SOURCE TEXT:
******************************
# Vinyl Cutter vs. sublimation printing



## Koolaid Smile

Ok I just got a heat press and I’m now focusing on finding the best way to make my transfers between using a Vinyl cutter or a sublimation printer. Do any of you know which one is best for t-shirt making? Which one results in better quality work? Which is easier? And which is the cheapest overall?


----------



## saulnier31

I think it depends on what you are trying to do. With sublimation, you can't use cotton. It has to be polyester or some poly blends. With t-shirt vinyl, you can cut and apply it to just about evey trype of surface you can imagine. I'm sure somone of the forum will have more knowledge in this department then me.

But in my opinion, sublimation is much easier then the cinyl cutter. When I first started using my vinyl cutter, it was frustrating and a lot of waster vinly just tring to get all the settings right. And trying to get everything to cut properly. Then when I got the sublimation package, I found it much easier to do and use. Maybe it was a few years experience with the cutter and programs.


----------



## charles95405

I think starting out with a vinyl cutter is the least expensive way to get started. You can cut decals, signs, banners and of course heat press vinyl for application to garments.
******************************
DATA ENTRIES:

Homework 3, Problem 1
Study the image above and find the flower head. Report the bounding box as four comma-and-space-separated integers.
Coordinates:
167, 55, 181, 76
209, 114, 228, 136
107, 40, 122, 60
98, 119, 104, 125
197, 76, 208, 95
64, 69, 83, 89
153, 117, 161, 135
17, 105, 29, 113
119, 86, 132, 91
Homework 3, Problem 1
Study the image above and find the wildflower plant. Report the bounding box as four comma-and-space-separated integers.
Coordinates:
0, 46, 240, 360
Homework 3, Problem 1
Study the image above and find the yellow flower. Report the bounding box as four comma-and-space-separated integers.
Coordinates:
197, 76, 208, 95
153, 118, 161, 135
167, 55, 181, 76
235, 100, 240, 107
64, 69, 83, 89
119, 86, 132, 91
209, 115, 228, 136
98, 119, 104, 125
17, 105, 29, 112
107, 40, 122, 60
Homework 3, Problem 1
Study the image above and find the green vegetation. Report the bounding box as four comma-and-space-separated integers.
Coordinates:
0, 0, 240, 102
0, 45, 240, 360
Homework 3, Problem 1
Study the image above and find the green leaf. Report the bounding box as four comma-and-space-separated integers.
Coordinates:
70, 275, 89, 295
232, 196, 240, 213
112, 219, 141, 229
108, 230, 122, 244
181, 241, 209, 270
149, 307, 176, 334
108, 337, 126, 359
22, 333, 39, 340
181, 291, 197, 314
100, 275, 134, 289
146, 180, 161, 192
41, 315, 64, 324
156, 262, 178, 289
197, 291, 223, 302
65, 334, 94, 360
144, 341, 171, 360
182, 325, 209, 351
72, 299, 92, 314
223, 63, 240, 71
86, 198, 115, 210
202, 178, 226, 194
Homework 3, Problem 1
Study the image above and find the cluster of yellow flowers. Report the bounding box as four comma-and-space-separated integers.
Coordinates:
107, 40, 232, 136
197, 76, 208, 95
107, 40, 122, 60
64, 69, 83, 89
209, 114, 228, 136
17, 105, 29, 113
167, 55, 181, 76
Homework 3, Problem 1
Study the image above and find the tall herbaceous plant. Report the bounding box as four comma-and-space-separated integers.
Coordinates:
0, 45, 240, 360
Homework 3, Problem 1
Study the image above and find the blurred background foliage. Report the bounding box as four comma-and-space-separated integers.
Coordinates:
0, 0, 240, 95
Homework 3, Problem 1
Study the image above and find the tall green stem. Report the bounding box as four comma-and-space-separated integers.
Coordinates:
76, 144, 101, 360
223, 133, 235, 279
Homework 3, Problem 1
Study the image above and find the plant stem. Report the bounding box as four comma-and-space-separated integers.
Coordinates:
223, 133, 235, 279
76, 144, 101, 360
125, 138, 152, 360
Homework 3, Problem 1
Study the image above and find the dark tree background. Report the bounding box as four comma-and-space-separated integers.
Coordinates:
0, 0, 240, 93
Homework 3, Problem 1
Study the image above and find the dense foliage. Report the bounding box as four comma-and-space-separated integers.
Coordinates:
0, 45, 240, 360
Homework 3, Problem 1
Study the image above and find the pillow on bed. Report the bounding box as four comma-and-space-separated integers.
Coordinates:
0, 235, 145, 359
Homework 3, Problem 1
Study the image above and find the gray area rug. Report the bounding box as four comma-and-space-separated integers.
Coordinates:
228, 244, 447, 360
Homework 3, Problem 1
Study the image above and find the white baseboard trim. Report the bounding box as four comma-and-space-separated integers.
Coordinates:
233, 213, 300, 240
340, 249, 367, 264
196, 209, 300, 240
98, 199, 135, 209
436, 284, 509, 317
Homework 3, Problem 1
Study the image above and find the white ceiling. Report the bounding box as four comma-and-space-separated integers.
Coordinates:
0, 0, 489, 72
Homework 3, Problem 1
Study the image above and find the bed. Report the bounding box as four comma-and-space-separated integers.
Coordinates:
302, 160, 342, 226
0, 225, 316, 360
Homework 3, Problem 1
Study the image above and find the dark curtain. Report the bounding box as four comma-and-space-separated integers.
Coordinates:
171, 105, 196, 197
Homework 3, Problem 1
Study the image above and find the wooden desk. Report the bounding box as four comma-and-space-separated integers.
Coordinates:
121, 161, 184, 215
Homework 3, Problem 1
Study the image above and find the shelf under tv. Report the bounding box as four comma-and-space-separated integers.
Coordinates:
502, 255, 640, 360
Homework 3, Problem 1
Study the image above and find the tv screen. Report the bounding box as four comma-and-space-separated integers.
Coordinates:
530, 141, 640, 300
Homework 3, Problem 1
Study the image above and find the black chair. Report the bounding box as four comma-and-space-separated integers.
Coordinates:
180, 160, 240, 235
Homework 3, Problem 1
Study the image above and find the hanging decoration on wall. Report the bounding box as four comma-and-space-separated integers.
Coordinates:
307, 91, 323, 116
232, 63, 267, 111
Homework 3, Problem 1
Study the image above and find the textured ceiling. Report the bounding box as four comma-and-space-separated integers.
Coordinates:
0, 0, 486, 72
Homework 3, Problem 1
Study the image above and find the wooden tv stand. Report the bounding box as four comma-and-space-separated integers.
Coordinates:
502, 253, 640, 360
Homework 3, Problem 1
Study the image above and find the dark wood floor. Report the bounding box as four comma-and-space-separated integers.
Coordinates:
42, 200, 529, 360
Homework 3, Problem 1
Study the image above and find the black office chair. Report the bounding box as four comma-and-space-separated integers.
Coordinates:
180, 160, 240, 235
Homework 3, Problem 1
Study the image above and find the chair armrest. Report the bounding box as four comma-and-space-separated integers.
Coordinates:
******************************
DIRECTION: Reproduce the forum thread on vinyl cutters versus sublimation printing above in full, word for word.

RESPONSE TO THE TASK:
# Vinyl Cutter vs. sublimation printing



## Koolaid Smile

Ok I just got a heat press and I’m now focusing on finding the best way to make my transfers between using a Vinyl cutter or a sublimation printer. Do any of you know which one is best for t-shirt making? Which one results in better quality work? Which is easier? And which is the cheapest overall?


----------



## saulnier31

I think it depends on what you are trying to do. With sublimation, you can't use cotton. It has to be polyester or some poly blends. With t-shirt vinyl, you can cut and apply it to just about evey trype of surface you can imagine. I'm sure somone of the forum will have more knowledge in this department then me.

But in my opinion, sublimation is much easier then the cinyl cutter. When I first started using my vinyl cutter, it was frustrating and a lot of waster vinly just tring to get all the settings right. And trying to get everything to cut properly. Then when I got the sublimation package, I found it much easier to do and use. Maybe it was a few years experience with the cutter and programs.


----------



## charles95405

I think starting out with a vinyl cutter is the least expensive way to get started. You can cut decals, signs, banners and of course heat press vinyl for application to garments.